▸ WHAT YOU HAVE TO DO: Copy the line with "Where can the tree trunk" and all lines following it through the last line of the entries, exactly as written.

* BEGIN DATASET EXCERPTS *

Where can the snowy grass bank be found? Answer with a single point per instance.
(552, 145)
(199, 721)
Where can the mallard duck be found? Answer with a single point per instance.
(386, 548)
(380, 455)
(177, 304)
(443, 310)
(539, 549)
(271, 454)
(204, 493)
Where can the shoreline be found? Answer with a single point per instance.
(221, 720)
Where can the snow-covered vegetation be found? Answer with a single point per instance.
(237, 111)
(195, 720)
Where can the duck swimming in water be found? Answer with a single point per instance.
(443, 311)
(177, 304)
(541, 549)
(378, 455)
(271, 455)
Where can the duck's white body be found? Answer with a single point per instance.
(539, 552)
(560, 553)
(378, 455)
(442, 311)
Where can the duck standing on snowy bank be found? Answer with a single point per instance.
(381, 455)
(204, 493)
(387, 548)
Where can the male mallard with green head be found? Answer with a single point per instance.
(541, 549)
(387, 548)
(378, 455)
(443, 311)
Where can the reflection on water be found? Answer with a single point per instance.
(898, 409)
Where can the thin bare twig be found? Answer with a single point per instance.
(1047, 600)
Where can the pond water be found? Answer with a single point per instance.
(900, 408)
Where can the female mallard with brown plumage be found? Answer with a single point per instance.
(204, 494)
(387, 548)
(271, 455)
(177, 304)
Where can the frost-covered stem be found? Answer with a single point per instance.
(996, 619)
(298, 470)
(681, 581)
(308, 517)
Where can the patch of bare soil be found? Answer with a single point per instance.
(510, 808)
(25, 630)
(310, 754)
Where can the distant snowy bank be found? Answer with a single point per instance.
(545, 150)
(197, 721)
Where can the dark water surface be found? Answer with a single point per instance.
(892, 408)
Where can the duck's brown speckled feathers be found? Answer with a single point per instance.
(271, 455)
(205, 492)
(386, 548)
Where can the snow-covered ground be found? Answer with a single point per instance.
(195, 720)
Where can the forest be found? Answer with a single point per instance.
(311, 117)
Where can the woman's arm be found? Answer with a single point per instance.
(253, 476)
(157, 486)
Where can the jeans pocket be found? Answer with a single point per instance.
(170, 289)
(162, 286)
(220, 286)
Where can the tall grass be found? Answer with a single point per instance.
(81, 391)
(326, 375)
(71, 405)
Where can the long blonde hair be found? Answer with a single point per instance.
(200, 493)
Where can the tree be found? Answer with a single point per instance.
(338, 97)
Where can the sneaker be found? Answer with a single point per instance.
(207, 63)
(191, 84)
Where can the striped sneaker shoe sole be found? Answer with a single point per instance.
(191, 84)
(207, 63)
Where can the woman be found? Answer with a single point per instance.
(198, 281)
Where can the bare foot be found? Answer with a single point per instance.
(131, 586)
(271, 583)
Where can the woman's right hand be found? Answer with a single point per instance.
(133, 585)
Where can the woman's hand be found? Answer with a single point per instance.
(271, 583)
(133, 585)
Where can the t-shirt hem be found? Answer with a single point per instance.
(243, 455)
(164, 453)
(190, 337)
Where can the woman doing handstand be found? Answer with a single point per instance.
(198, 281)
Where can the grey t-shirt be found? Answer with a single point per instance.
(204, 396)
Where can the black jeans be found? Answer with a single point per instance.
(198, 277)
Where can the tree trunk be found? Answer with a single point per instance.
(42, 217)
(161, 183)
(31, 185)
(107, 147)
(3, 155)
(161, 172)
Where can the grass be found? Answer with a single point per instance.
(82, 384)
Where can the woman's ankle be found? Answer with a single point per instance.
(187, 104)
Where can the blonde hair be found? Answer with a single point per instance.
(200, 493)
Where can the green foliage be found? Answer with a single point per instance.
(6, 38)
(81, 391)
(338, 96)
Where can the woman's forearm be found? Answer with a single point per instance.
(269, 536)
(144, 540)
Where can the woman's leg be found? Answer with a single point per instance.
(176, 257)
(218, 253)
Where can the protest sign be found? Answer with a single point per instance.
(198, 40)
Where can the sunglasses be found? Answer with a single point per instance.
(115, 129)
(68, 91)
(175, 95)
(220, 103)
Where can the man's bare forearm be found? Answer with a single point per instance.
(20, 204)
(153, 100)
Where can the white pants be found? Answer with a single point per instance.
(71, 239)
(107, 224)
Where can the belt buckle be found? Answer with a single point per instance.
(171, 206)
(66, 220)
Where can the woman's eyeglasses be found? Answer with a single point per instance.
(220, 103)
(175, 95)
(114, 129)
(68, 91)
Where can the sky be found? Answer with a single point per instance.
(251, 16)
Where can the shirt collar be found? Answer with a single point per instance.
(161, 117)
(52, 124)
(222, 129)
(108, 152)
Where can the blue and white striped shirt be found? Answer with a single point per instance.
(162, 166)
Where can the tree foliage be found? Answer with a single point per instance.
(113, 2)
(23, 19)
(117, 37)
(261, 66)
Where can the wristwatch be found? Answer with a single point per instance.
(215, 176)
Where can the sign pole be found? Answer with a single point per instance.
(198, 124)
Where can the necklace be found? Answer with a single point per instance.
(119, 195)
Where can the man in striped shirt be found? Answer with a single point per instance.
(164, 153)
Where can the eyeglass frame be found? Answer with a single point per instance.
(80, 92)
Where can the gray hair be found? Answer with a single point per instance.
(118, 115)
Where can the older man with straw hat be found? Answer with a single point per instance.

* END DATASET EXCERPTS *

▸ TASK ANSWER:
Where can the tree trunk be found? Answer with a single point per instance.
(42, 217)
(161, 183)
(31, 185)
(107, 147)
(3, 155)
(161, 172)
Where can the grass be found? Answer with a single point per instance.
(82, 384)
Where can the woman's ankle be found? Answer with a single point per instance.
(187, 104)
Where can the blonde hair be found? Answer with a single point per instance.
(200, 493)
Where can the green foliage be found? Answer with a single point per instance.
(6, 38)
(81, 391)
(338, 96)
Where can the woman's forearm be found? Answer with a single point per instance.
(269, 536)
(144, 540)
Where can the woman's leg be found? Answer with a single point per instance.
(176, 257)
(218, 253)
Where can the protest sign be found? Answer with a single point per instance.
(198, 40)
Where can the sunglasses be found? Answer with a single point per instance.
(115, 129)
(68, 91)
(175, 95)
(220, 103)
Where can the man's bare forearm be found? Answer with a single point per instance.
(20, 204)
(153, 100)
Where can the white pants be found? Answer with a single point per instance.
(71, 239)
(107, 224)
Where can the belt buckle be found? Answer with a single point per instance.
(171, 206)
(66, 220)
Where can the woman's eyeglasses be found? Answer with a single point per instance.
(220, 103)
(175, 95)
(114, 129)
(68, 91)
Where can the sky be found? Answer with a single point per instance.
(251, 16)
Where can the shirt collar be found? Answer with a single point per instance.
(161, 117)
(52, 124)
(222, 129)
(108, 152)
Where can the blue and white striped shirt be found? Answer with a single point per instance.
(162, 166)
Where can the tree foliage be found? Answer with a single point per instance.
(113, 2)
(23, 19)
(117, 37)
(261, 66)
Where can the wristwatch be found? Answer with a single point per instance.
(215, 176)
Where can the sign pole be found? Answer with a single point per instance.
(198, 124)
Where can the necklace be found? Answer with a single point per instance.
(119, 195)
Where can the man in striped shirt be found? Answer with a single point per instance.
(164, 153)
Where can the eyeglass frame be found? Answer with a single point per instance.
(80, 92)
Where can the gray hair be found? Answer with a single point per instance.
(118, 115)
Where can the older man with straw hat be found? Answer with a single point per instance.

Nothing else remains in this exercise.